◆ **提供抜粋**

######

各社のワイアレス・システムに対応可能
耐湿性と耐汗性に優れたキャップを採用
TwinPlexにはTL45/TL46/TL47/TL48という、感度と特性が違う4種類のラベリア型が用意されているほか、ヘッドセット型のTH53もラインナップされている。今回は無指向性/低感度のTL47を試してみた。


ラベリア型は、マイクを持つことが困難で、かつ目立たせたくない場合に使い、いろいろな場所へ仕込むことが多い。TwinPlexの外観を見ると、カプセル部は5.6(φ)×13.5(H)mmで一般的なラベリア型とさほど大きさは変わらない。スピーチ特性を持つTL48のみ5.3(φ)×19(H)mmと少し細長い形状になっている。ケーブル部は新開発の二重構造シールドと各芯線に独自のらせん構造を内包することで、あらゆる方向の曲げ伸ばしに極めて高い耐久性を実現しているという。メーカー・テストでは長期間の屈曲試験、伸張試験、せん断試験をクリアしたとのことだ。ケーブルの直径はTL45が1.1mm、そのほかのモデルは1.6mmという細さになっている。
出力コネクター部はTL45がLEMOのみ、TL46がLEMO/TQG、TL47とTL48がLEMO/TQG/MicroDOT/XLR/先バラ、TL53がLEMO/TQG/MicroDOT/先バラから選択可能で、他社のワイアレス・システムにも使用できる。色はTL45/TL46/TL47が白/ベージュ/茶/黒、TL48が白/ベージュ/黒、TH53がベージュ/茶/黒から選べるので、ステルス性が必要な現場では十分に対応可能だ。
新開発のカプセルには2枚のダイアフラムで収音するデュアル・ダイアフラム構造を採用。最小限のカプセル・サイズに通常設計の2倍の収音面積を搭載することで細かなニュアンスまで収音し、軸外安定性と圧倒的な低ノイズ・フロアを実現したとのこと。また、交換可能な耐汗性カプセル・キャップは超疎水性コーティングを施しているため、汗や湿気を確実にシャット・アウトできるという、演劇やミュージカルなどの舞台で衣装やカツラに仕込むなど、汗で性能が発揮しづらい場合に安心できそうだ。

######

◆ **データ記録**
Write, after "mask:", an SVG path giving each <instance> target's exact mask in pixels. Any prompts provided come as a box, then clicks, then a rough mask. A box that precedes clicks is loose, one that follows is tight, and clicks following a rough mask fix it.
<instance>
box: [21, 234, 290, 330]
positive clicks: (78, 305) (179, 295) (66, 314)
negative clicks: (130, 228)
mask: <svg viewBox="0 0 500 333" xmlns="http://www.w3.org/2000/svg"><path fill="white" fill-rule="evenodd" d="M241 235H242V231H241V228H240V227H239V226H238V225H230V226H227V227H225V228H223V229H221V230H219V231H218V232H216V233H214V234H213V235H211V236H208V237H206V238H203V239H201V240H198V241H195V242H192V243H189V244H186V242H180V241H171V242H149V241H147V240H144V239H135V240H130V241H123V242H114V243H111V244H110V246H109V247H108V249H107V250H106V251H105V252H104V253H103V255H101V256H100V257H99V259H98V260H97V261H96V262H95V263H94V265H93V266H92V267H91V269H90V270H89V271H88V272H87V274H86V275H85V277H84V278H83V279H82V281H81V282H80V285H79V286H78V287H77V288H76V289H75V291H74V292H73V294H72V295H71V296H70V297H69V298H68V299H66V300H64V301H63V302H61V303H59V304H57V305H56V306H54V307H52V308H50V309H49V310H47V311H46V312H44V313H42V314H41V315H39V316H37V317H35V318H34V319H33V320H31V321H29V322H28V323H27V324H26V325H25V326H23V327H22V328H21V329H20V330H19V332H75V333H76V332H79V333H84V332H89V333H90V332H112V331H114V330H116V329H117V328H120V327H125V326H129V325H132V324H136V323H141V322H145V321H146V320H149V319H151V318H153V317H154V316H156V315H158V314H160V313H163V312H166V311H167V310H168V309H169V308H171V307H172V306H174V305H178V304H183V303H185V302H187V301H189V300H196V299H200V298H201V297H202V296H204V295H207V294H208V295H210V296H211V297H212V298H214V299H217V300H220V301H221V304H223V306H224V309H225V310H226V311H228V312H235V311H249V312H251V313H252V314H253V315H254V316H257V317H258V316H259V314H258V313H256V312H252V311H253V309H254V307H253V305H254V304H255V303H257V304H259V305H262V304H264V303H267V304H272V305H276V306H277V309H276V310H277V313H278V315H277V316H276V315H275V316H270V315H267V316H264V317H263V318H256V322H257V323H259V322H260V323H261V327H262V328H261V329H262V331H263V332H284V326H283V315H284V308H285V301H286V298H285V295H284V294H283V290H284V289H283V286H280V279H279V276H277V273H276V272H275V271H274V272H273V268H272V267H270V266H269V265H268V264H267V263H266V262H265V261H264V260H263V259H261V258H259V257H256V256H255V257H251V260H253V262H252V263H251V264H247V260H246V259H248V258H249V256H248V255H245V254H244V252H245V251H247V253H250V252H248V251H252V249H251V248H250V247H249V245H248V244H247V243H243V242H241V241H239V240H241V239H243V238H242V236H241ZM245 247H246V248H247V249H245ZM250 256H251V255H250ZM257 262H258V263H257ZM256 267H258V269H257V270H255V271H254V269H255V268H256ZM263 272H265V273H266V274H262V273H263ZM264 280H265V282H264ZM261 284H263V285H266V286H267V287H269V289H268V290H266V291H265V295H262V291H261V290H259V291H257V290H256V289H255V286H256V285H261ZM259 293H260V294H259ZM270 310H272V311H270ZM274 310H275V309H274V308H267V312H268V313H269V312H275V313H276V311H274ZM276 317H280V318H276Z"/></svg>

######

◆ **課題項目 1**
TwinPlexの紹介文で今回試されたモデルの名前と特性を答えてください。
◆ **課題項目 2**
TwinPlexの紹介文のうち、「新開発のカプセルには2枚のダ」から始まり「づらい場合に安心できそうだ。」で終わる部分を一字一句そのまま出力してください。
◆ **課題項目 3**
TwinPlexの紹介文を、示された最後の文の次から引き継いで書き進めてください。

◆ **解答 1**
無指向性/低感度のTL47です。

◆ **解答 2**
新開発のカプセルには2枚のダイアフラムで収音するデュアル・ダイアフラム構造を採用。最小限のカプセル・サイズに通常設計の2倍の収音面積を搭載することで細かなニュアンスまで収音し、軸外安定性と圧倒的な低ノイズ・フロアを実現したとのこと。また、交換可能な耐汗性カプセル・キャップは超疎水性コーティングを施しているため、汗や湿気を確実にシャット・アウトできるという、演劇やミュージカルなどの舞台で衣装やカツラに仕込むなど、汗で性能が発揮しづらい場合に安心できそうだ。

◆ **解答 3**
ナチュラルな高域とふくよかな低域
装着に便利なアクセサリーも充実
TL47をとある野外フェスの中で行われる演舞の演目で、激しい動きをする男性の演者2名に使ってみた。本編中に「敦盛」を舞いながら歌うシーンや、刀剣を振り回しながらかけ声を出す場面がある。衣装は戦国武将のような格好で、本人の希望によりピン・マイクを仕込むこととなった。TL47は、マイクの装着に便利なアクセサリー・キットがセットになったモデルもある。

今回はそのキットの中のデュアル・タイ・クリップとフォーム・ウィンドスクリーンを選択し、胸元の襟部分に装着した。当然ワイアレスで使うので、弊社所有のボディ・パックと受信機を使用する。
肝心の音色だが、高域はナチュラルで、低域はふくよかな印象。低感度なので、ほかのピン・マイクに比べてゲインを10dBほど上げて使ったが、演舞の中で足踏みや大きなかけ声を出す場面があったので、そういった大きな音をひずませること無く収音できたのはかなり良かった。モデルの選択も正解だったようだ。胸元に着けるため、EQで500Hz辺りをカットし、衣ずれや動きによるマイク・カプセルとの接触時のために160Hz以下をローカットしたが、大きな足踏みの低音も迫力あるサウンドで拾える。懸念していたPAスピーカーの回り込みや、モニターからのかぶりも、無指向なので当然拾ってしまうのだが問題にならない音量で、表/中音共に出すことができた。
フェス前日の仕込み日まで大雨で、本番では雨が上がったが朝晩は霧も多く、客席内は田んぼのような泥になっており、マイクに取っては大敵の湿気がかなり多い環境となっていたが、本機はトラブル無く本番を終えることができた。
アクセサリー・キットも充実していて、いろんな仕込み方法を考えなければならないロケ現場や放送用途などにも対応できるだろう。SHUREが安定のニーズを持つ音楽市場だけでなく、演劇などのショウ、放送業界にもマーケット拡大を目指すシリーズになりそうだ。
ツアーなどでホワイト・スペース帯を含めた新周波数帯域を運用する際、使用チャンネルが限られることで同じワイアレス・システムが全公演を通して使えないという場合もあるだろう。TwinPlexはワイアレス・システムを選ばずにマイクが使えるという、ユニバーサル対応と言える仕様になっており、マイク本体の性能を売りにしている姿勢に好感が持てた。